====== Document passage ======
1140 Advanced Traveling Wave Reactors

Sunday, February 21, 2010: 2:50 PM
Room 9 (San Diego Convention Center)
John Gilleland , TerraPower, Seattle, WA
Traveling-wave reactors offer a new class of nuclear plants that could avoid some of the drawbacks that have prevented nuclear energy from reaching its full potential as a sustainable, carbon-free source of electricity and heat. Nuclear energy has an impeccable safety record in recent decades and is as reliable as power plants come. Concerns about the proliferation of uranium enrichment technology are high and increasing, however. And no one is happy with today’s solutions for nuclear waste.

Traveling-wave reactors offer a path to zero-emissions energy that greatly lowers proliferation risks and that could reduce nuclear waste volumes, buying time to set up a long-term solution. Exploiting new physics that has only recently been fully explored with 21st-century computational tools, traveling-wave reactors run on depleted uranium, a waste byproduct of the enrichment process. Huge amounts of depleted uranium already exist in stockpiles around the world, with more being made each year as the fleet of conventional reactors is refueled. Burned in traveling-wave reactors, this inexpensive but energy-rich fuel source could provide a global electricity supply that is, for all practical purposes, inexhaustible.

A traveling-wave reactor can sustain fission in a nonfissile fuel such as depleted uranium because it sets up a slow-moving wave in which neutrons produced by fission reactions in one small part of the core convert adjacent fuel pellets from fertile isotopes (such as U238) into fissile isotopes (such as Pu239). In other words, a TWR breeds its own nuclear fuel, where it needs it, when it needs it. Exhausted fuel can be left in the core. So unlike conventional nuclear plants that take in new fuel and expel high-level waste every 18 months or so, a TWR can in principle be fueled once, sealed up, and run without refueling for 60 years or more.

A relatively small amount of highly active material is needed to get the wave going in a TWR. Enriched uranium, plutonium recovered from disassembled nuclear weapons, or even exhausted fuel from existing TWRs could serve as the starter fuel. In the long run, TWRs require so little fissile fuel—and are so flexible in accepting various kinds of starter fuel—that they could form the basis of a civilian nuclear technology that could be built and deployed widely throughout the world without setting up any new enrichment plants. The technology thus offers, at last, a way to resolve the tension between the need for clean, safe, and sustainable electricity from nuclear power and the need to prevent the proliferation of nuclear weapons technology.
======
What to do —
A - In the abstract on traveling-wave reactors, rewrite the part from "Sunday, February 21, 2010: 2:50" up to and including "for nuclear waste.", replacing "carbon-free" with "emission-free".
B - According to the abstract on traveling-wave reactors, what fuel do these reactors run on?
C - Shorten the paragraph of the abstract on traveling-wave reactors that begins "A relatively small amount of highly active material", keeping its main facts.
====== Collected data ======
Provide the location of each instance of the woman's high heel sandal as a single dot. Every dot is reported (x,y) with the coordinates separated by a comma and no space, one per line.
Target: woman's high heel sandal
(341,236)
======
Responses to the tasks —
A -
Sunday, February 21, 2010: 2:50 PM
Room 9 (San Diego Convention Center)
John Gilleland , TerraPower, Seattle, WA
Traveling-wave reactors offer a new class of nuclear plants that could avoid some of the drawbacks that have prevented nuclear energy from reaching its full potential as a sustainable, emission-free source of electricity and heat. Nuclear energy has an impeccable safety record in recent decades and is as reliable as power plants come. Concerns about the proliferation of uranium enrichment technology are high and increasing, however. And no one is happy with today’s solutions for nuclear waste.

B - Depleted uranium, a waste byproduct of the enrichment process.

C - A TWR needs only a small amount of highly active material to start its wave. Enriched uranium, plutonium from dismantled nuclear weapons, or exhausted fuel from existing TWRs could serve as starter fuel. Because TWRs need so little fissile fuel and accept varied starter fuels, they could be deployed widely without new enrichment plants. That would ease the conflict between the need for clean nuclear power and the need to prevent weapons proliferation.